From the listing that follows, output everything exactly except the pictures.

====

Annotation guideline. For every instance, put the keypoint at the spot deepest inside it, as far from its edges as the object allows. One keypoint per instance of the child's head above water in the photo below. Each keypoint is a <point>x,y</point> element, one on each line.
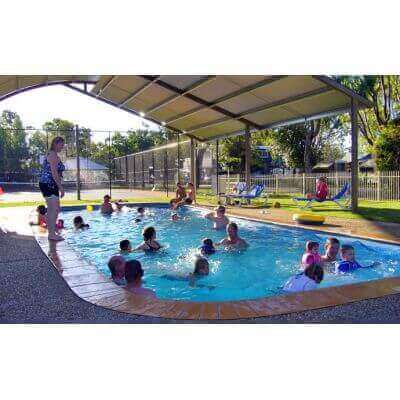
<point>149,233</point>
<point>347,252</point>
<point>78,221</point>
<point>42,210</point>
<point>125,245</point>
<point>133,271</point>
<point>220,211</point>
<point>314,272</point>
<point>312,247</point>
<point>332,246</point>
<point>208,247</point>
<point>201,266</point>
<point>116,264</point>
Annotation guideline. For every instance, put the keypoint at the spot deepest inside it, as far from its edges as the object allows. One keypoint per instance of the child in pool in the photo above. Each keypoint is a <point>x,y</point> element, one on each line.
<point>349,263</point>
<point>218,217</point>
<point>133,277</point>
<point>116,264</point>
<point>106,207</point>
<point>150,243</point>
<point>201,269</point>
<point>207,248</point>
<point>309,279</point>
<point>125,247</point>
<point>79,223</point>
<point>311,256</point>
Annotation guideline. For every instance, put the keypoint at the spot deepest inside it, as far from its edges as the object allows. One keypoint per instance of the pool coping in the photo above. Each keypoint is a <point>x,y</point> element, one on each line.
<point>92,286</point>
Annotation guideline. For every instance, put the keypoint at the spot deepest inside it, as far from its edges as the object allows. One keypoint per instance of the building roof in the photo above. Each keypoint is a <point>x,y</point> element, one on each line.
<point>208,107</point>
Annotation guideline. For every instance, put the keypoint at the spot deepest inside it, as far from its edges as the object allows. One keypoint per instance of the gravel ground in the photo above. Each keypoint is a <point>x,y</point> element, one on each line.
<point>32,291</point>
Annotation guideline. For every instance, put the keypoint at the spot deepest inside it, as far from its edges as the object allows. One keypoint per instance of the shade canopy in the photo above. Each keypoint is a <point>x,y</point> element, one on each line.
<point>208,107</point>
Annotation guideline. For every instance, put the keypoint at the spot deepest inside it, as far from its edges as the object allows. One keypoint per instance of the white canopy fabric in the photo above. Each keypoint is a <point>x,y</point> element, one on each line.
<point>208,107</point>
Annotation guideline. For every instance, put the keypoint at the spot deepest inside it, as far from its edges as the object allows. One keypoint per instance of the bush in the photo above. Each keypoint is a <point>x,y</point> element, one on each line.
<point>387,149</point>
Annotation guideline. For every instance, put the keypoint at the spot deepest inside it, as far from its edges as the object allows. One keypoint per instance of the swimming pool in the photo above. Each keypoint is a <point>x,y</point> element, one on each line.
<point>259,271</point>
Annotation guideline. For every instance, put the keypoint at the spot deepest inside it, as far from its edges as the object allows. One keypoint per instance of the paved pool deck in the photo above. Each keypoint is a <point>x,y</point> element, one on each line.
<point>32,291</point>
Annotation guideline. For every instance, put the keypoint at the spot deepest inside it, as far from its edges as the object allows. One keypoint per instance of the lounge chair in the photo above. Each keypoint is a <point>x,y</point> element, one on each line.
<point>341,195</point>
<point>255,192</point>
<point>241,189</point>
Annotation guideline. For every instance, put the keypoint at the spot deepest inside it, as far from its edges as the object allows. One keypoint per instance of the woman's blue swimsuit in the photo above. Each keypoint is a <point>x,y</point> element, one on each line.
<point>47,184</point>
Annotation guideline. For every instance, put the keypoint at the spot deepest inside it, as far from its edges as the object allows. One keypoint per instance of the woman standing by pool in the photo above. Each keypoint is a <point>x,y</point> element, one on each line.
<point>50,184</point>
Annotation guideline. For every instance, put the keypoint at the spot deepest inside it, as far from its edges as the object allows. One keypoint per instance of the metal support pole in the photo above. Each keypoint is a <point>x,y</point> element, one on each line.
<point>193,161</point>
<point>178,156</point>
<point>109,163</point>
<point>166,169</point>
<point>126,171</point>
<point>354,155</point>
<point>247,155</point>
<point>154,169</point>
<point>217,166</point>
<point>78,163</point>
<point>143,183</point>
<point>134,172</point>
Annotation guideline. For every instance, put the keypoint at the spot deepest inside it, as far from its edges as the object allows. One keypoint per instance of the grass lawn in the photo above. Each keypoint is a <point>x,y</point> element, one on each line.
<point>75,202</point>
<point>385,211</point>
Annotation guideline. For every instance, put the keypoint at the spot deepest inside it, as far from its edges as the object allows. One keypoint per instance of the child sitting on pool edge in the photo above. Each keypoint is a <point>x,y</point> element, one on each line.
<point>207,248</point>
<point>349,263</point>
<point>306,280</point>
<point>116,264</point>
<point>311,255</point>
<point>125,246</point>
<point>79,223</point>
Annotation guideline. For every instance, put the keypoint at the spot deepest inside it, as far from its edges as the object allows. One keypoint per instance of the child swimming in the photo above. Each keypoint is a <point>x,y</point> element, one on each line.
<point>150,243</point>
<point>125,246</point>
<point>218,217</point>
<point>349,263</point>
<point>311,255</point>
<point>306,280</point>
<point>207,248</point>
<point>106,207</point>
<point>133,276</point>
<point>79,223</point>
<point>201,269</point>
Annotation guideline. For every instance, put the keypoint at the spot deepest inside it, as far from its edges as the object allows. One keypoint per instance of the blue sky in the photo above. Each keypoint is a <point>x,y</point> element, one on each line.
<point>40,105</point>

====

• Solution for this exercise:
Annotation guideline. For every instance, put the keypoint at the spot deepest inside it, as far from its edges as the object allows. One keypoint per instance of the child's head above water in the photo below. Each keypoint is a <point>x,y</point> element, one on each line.
<point>149,233</point>
<point>347,252</point>
<point>78,221</point>
<point>42,210</point>
<point>125,245</point>
<point>133,271</point>
<point>220,211</point>
<point>314,272</point>
<point>312,247</point>
<point>332,246</point>
<point>208,247</point>
<point>201,266</point>
<point>116,264</point>
Annotation guideline. For every instance, put the keypoint at the spot deepest inside it, as far from its edges as the object allows. One keypoint per instance of the child in pool in the photo above. Each keypoint is a <point>x,y</point> element, one on each line.
<point>349,263</point>
<point>218,217</point>
<point>133,277</point>
<point>116,264</point>
<point>106,207</point>
<point>150,243</point>
<point>201,269</point>
<point>207,248</point>
<point>309,279</point>
<point>125,247</point>
<point>79,223</point>
<point>311,256</point>
Annotation guideline. For every instance, put the keypoint at the spot deepest inside it, as far from its edges as the object allows. One keypoint per instance of the pool coping in the photo above. Each keypoint is a <point>x,y</point> element, one on each line.
<point>92,286</point>
Annotation guideline. For every instance, put the keypoint at the spot deepest inside it, as far from its edges as the object allows. One keypoint per instance of the building roof in the photo above. Each keypoint is a <point>x,y</point> element, one on each line.
<point>208,107</point>
Annotation guideline. For every instance, put the keypoint at the spot deepest inside it, as far from its edges as the object allows. One keypoint per instance of the gravel ground in the photo above. Each keypoint is a <point>x,y</point> element, one on each line.
<point>32,291</point>
Annotation guideline. For every instance, put the keypoint at the spot deepest inside it, as far from its edges as the object allows. One keypoint per instance of the shade canopy in the photo above. Each keypoint is a <point>x,y</point> element, one on each line.
<point>208,107</point>
Annotation guideline. For every instance, put the keypoint at the spot deepest inside it, as far from its edges as the object allows. One keypoint per instance of the white canopy fabric in the photo above. Each keypoint is a <point>x,y</point> element, one on each line.
<point>208,107</point>
Annotation guideline. For every instance, put the keypoint at the spot deepest inside it, as far from its edges as the object allows. One keypoint per instance of the bush in the photo above. Each keypoint is a <point>x,y</point> element, one on each line.
<point>387,149</point>
Annotation guideline. For every instance, put the keypoint at the spot deepest inside it, as far from its edges as the object allows. One keypoint per instance of the swimming pool in the photo above. Each keypoint is a <point>x,y</point> element, one on each line.
<point>259,271</point>
Annotation guideline. For every instance, put the keypoint at the spot deepest inside it, as far from its edges as the object allows. One keypoint per instance of the paved pool deck in the photo above. Each keypoint is a <point>x,y</point> element, one on each line.
<point>32,291</point>
Annotation guideline. For every instance, put the keypoint at the spot deepest inside it, as far from its edges as the object allows. One keypoint per instance of the lounge chair in the photo above. Each keypoint is a <point>x,y</point> element, one on each line.
<point>341,195</point>
<point>255,192</point>
<point>241,189</point>
Annotation guideline. For every instance, put the keypoint at the spot deepest inside it, as far from its edges as the object allows. One keypoint per instance of the woman's blue swimsuit in the photo above. Each keypoint is a <point>x,y</point> element, one on each line.
<point>47,184</point>
Annotation guideline. For every instance, put the keypoint at the spot deepest inside it, as far from its edges as the object allows. One keypoint per instance of the woman standing by pool in the photo above. Each keypoint is a <point>x,y</point> element, one on each line.
<point>50,184</point>
Annotation guideline. For every instance, put the keypoint at the spot deepest inside it, as far from its edges as the object allows. One keypoint per instance of the metal support pole in the photo above. Each keypoint is a <point>x,y</point> element, one on each line.
<point>193,161</point>
<point>178,156</point>
<point>109,163</point>
<point>166,169</point>
<point>126,171</point>
<point>354,155</point>
<point>247,155</point>
<point>154,169</point>
<point>217,166</point>
<point>78,163</point>
<point>143,183</point>
<point>134,172</point>
Annotation guideline. For every instance, put the keypoint at the spot deepest inside it, as far from its edges as the object allows. One keypoint per instance of the grass lawn in the photo above. Each keypoint is a <point>x,y</point> element, one on each line.
<point>75,202</point>
<point>385,211</point>
Annotation guideline. For every instance, put the keypoint at the spot deepest inside it, as far from its edges as the object allows. One keypoint per instance of the child sitting on pool edge in the photo above. Each keypoint is a <point>x,y</point> element, one on each line.
<point>207,248</point>
<point>349,263</point>
<point>306,280</point>
<point>116,264</point>
<point>311,255</point>
<point>125,246</point>
<point>79,223</point>
Annotation guideline. For every instance, put the keypoint at the spot deepest inside it, as far from its edges as the object allows. One keypoint per instance of the child swimming in the photo above. Each keypoint is a <point>x,y</point> element, one on each line.
<point>150,243</point>
<point>125,246</point>
<point>218,217</point>
<point>349,263</point>
<point>311,255</point>
<point>306,280</point>
<point>207,248</point>
<point>106,207</point>
<point>133,276</point>
<point>79,223</point>
<point>201,269</point>
Annotation guideline. For every instance, put the keypoint at the spot deepest inside it, as far from its edges as the object allows. One keypoint per instance of the blue sky in the photo above. Each keypoint is a <point>x,y</point> element, one on each line.
<point>40,105</point>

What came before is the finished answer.